→ Aim of the exercise: Whatever the records say, set them down exactly.

→ Material provided:
○ ○ ○ ○
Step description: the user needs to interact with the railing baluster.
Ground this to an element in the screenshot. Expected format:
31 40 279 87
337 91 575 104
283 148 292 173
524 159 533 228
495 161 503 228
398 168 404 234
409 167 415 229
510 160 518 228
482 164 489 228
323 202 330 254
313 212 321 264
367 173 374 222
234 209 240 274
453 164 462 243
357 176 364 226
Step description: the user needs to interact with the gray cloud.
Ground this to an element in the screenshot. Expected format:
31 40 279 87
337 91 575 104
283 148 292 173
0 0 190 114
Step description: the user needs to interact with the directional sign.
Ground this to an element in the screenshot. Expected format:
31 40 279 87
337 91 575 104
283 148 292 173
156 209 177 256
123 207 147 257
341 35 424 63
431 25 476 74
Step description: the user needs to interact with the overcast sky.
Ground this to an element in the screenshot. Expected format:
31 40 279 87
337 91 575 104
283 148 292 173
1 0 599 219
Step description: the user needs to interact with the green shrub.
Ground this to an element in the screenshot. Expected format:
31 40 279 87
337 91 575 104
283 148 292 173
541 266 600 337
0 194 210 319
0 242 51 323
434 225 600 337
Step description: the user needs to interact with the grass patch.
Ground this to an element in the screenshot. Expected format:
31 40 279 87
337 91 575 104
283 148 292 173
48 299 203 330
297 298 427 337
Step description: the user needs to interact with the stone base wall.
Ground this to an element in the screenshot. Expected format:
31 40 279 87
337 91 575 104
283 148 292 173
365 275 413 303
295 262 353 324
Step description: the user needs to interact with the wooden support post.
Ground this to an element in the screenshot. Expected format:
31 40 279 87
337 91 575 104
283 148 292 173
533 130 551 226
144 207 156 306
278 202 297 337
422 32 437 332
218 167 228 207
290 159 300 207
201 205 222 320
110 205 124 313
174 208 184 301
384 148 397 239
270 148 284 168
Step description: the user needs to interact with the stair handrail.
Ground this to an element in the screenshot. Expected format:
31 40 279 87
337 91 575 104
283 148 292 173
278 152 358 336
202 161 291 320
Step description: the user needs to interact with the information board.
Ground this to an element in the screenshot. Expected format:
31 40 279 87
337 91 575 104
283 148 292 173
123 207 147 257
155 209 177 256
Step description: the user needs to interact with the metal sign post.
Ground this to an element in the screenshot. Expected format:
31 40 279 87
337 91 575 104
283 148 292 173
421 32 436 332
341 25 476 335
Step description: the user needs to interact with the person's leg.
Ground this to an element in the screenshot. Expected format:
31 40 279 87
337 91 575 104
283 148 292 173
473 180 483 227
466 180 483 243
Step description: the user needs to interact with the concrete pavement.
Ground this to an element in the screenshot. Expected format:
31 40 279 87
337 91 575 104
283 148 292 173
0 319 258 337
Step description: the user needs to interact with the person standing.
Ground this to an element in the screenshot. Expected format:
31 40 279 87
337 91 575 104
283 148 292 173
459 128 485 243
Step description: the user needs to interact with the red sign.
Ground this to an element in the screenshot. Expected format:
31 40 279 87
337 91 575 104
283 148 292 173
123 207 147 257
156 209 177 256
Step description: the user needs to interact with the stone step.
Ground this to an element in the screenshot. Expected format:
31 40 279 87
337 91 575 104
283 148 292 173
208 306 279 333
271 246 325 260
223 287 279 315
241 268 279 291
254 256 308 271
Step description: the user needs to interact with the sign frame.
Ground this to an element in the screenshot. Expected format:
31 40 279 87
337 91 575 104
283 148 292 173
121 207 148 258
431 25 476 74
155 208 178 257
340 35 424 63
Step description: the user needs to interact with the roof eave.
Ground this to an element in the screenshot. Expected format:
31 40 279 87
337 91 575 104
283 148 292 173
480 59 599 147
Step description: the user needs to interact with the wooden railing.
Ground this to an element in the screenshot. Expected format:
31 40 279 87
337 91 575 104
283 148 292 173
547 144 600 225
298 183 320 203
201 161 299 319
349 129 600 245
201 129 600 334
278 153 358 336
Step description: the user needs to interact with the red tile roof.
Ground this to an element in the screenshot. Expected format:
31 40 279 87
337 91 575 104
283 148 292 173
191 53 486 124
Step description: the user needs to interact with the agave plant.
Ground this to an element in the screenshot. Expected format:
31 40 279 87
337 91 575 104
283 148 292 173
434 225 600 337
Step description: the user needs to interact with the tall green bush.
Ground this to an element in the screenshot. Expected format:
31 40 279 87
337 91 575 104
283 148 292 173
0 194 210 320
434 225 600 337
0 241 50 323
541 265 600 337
○ ○ ○ ○
→ Answer space:
Step description: the user needs to interact with the railing baluster.
Ground this to an element in the screenshot. Expected format:
31 40 279 87
337 91 575 104
283 148 292 173
524 159 533 228
495 161 503 228
398 168 404 234
409 167 415 229
510 160 518 228
482 164 489 228
323 202 330 254
313 212 321 264
367 173 374 222
234 209 240 274
453 164 462 243
357 176 364 226
Step description: the user needs to interact with the gray cloud.
Ground this to an element in the screenshot. Expected format:
31 40 279 87
337 91 575 104
283 148 292 173
0 0 190 114
Step description: the user needs to interact with the directional sign.
Ground this to an element in the screenshot. Expected format:
31 40 279 87
337 91 575 104
283 148 292 173
156 209 177 256
123 207 147 257
341 35 424 63
431 25 476 74
Step description: the user needs to interact with the overcast sky.
Ground this to an element in the screenshot. Expected format:
31 40 279 87
337 91 575 104
283 148 292 173
1 0 599 219
Step description: the user needs to interact with the green shrub.
Ground this to an element in the screenshot. Expected format:
31 40 279 87
337 91 575 104
283 148 292 173
541 266 600 337
0 194 210 319
0 242 51 323
434 225 600 337
Step description: the user needs to interact with the grass patch.
Ground this to an element in the screenshot. Expected format:
31 40 279 87
337 91 575 104
283 148 292 173
48 299 203 330
297 298 427 337
Step description: the user needs to interact with the stone base wall.
Ground this to an element in the screenshot. Expected format:
31 40 279 87
337 91 575 104
283 148 292 173
365 275 413 303
295 262 353 324
Step description: the user needs to interact with the wooden support post.
Ground this to an element in the screenshot. Expected format:
31 40 279 87
337 91 575 104
283 148 292 173
533 130 551 226
144 207 156 306
278 202 297 337
422 32 437 332
218 167 228 207
290 159 300 207
201 205 222 320
110 205 124 313
174 208 184 301
384 148 397 239
270 148 284 168
Step description: the user needs to interact with the stair handrail.
Ground this to an element in the screenshot. Expected format:
31 40 279 87
337 91 575 104
283 148 292 173
278 152 358 336
202 161 291 320
Step description: the user needs to interact with the information board.
Ground this to an element in the screenshot. Expected format:
31 40 279 87
337 91 575 104
283 148 292 173
123 207 147 257
155 209 177 256
Step description: the user needs to interact with the metal sign post.
Ground this to an element in the screenshot. Expected format:
31 40 279 87
337 91 575 104
283 148 292 173
421 32 436 332
341 25 476 335
Step description: the user needs to interact with the person's leg.
Ground this to an element in the screenshot. Expected format:
31 40 279 87
337 91 575 104
283 148 292 173
473 180 483 227
466 180 483 243
Step description: the user needs to interact with the concrete pavement.
Ground this to an element in the screenshot. Expected format:
31 40 279 87
337 91 575 104
283 148 292 173
0 319 258 337
Step description: the user needs to interact with the person standing.
Ground this to an element in the screenshot. Expected format:
31 40 279 87
337 91 575 104
283 148 292 173
459 128 485 243
Step description: the user needs to interact with the red sign.
Ground this to an element in the screenshot. Expected format:
31 40 279 87
337 91 575 104
283 148 292 173
123 207 147 257
156 209 177 256
Step description: the user needs to interact with the stone step.
Ground this to an element in the screenshot. Expected format:
31 40 279 87
337 91 575 104
283 148 292 173
208 306 279 333
271 246 325 260
223 287 279 315
241 268 279 291
254 256 308 271
Step description: the user needs to interact with the sign frame.
Ground this to an element in the screenshot. Expected format:
31 40 279 87
337 91 575 104
283 148 292 173
121 207 148 258
431 25 476 74
155 208 178 257
340 35 424 63
Step description: the user needs to interact with the roof eave.
Ground this to an element in the screenshot. Expected format:
31 40 279 87
337 91 575 104
283 148 292 173
480 59 599 147
Step description: the user needs to interact with the wooden railing.
Ground this to an element in the screenshot. Expected format:
31 40 279 87
337 91 575 104
283 148 292 173
547 144 600 225
298 183 320 203
201 161 299 319
349 129 600 245
201 129 600 334
278 153 358 336
Step description: the user needs to interact with the red tile roof.
Ground this to an element in the screenshot. Expected format:
31 40 279 87
337 91 575 104
283 148 292 173
191 53 486 124
Step description: the user needs to interact with the agave plant.
Ground this to an element in the screenshot. Expected format:
31 40 279 87
337 91 575 104
283 148 292 173
434 225 600 337
Step description: the user needs to interact with the tall green bush.
Ground this to an element in the screenshot. Expected format:
31 40 279 87
337 91 575 104
283 148 292 173
0 194 210 320
434 225 600 337
0 241 50 323
541 265 600 337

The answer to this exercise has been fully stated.